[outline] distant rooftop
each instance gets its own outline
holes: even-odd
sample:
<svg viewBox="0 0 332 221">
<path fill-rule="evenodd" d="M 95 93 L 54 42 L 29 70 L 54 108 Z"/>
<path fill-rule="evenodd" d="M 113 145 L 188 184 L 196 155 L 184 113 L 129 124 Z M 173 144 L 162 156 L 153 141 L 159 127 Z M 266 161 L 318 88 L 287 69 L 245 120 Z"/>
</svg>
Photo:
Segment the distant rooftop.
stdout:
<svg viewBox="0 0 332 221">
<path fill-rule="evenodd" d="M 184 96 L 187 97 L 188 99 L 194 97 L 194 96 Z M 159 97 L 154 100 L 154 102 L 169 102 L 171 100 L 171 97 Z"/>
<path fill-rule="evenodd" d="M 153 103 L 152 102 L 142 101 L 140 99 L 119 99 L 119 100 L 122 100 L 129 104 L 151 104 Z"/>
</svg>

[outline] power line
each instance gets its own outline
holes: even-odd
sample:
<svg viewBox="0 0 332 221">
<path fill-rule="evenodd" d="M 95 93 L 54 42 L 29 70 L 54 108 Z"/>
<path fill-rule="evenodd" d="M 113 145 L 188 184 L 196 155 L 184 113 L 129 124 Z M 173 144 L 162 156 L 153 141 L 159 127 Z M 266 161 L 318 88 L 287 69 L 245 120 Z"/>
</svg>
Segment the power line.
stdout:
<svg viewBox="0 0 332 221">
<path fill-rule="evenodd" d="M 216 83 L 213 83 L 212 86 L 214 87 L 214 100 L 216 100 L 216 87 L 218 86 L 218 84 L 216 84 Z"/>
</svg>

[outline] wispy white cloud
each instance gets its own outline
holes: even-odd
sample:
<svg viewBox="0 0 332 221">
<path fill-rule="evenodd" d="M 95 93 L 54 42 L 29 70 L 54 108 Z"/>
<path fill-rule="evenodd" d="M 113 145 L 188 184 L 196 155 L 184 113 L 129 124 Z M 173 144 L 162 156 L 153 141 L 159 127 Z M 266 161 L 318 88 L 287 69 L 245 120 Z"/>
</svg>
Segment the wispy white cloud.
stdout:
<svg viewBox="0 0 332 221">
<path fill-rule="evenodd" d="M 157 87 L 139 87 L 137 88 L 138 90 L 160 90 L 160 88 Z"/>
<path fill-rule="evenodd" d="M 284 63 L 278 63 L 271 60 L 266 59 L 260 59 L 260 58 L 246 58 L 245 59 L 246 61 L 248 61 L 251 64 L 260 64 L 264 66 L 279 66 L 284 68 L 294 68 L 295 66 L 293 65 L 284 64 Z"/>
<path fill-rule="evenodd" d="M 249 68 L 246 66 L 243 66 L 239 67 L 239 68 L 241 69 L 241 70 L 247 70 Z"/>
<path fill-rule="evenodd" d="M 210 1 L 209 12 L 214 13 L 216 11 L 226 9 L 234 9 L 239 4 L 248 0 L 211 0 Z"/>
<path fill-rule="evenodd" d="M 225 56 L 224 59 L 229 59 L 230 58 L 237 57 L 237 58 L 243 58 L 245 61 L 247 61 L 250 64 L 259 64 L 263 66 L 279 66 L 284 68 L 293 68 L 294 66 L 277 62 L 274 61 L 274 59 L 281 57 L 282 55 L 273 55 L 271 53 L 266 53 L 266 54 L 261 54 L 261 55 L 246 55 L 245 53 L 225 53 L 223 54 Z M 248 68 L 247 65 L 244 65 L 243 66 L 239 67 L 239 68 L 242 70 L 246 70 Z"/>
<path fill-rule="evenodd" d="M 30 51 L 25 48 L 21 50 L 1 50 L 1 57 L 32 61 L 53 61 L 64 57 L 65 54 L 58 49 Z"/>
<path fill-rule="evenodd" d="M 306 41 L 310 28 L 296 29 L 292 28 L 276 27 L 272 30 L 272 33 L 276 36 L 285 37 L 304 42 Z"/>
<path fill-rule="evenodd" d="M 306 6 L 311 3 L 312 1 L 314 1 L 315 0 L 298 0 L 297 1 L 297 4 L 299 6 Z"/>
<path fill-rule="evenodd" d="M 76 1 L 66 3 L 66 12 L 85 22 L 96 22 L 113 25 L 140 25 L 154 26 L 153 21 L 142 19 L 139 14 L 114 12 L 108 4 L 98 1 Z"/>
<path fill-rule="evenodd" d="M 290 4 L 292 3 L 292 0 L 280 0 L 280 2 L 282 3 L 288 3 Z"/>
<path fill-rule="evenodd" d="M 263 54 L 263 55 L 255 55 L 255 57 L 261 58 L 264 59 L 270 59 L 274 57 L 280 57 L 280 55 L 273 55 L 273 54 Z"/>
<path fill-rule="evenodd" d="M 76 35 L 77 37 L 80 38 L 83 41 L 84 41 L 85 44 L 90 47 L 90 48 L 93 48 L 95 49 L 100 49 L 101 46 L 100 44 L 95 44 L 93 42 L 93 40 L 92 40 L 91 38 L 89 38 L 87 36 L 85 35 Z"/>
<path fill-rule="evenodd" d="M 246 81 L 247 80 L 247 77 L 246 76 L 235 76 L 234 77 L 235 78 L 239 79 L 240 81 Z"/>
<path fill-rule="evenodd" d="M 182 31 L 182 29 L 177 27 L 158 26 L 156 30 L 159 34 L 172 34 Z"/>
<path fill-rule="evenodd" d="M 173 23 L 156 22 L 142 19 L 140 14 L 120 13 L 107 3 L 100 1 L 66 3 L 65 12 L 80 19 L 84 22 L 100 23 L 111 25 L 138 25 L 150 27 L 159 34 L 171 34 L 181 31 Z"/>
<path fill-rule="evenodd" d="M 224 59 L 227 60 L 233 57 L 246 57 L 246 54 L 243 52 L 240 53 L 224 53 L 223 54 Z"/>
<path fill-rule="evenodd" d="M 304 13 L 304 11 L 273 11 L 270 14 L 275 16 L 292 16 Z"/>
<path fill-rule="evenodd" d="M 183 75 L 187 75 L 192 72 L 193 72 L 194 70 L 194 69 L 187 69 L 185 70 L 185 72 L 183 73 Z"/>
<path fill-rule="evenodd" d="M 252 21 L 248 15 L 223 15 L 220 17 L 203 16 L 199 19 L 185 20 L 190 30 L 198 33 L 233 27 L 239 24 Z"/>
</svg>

------

* What needs to be done *
List every line of the data above that contains the string "distant", copying each one in full.

* Result of this task *
[outline] distant rooftop
Segment the distant rooftop.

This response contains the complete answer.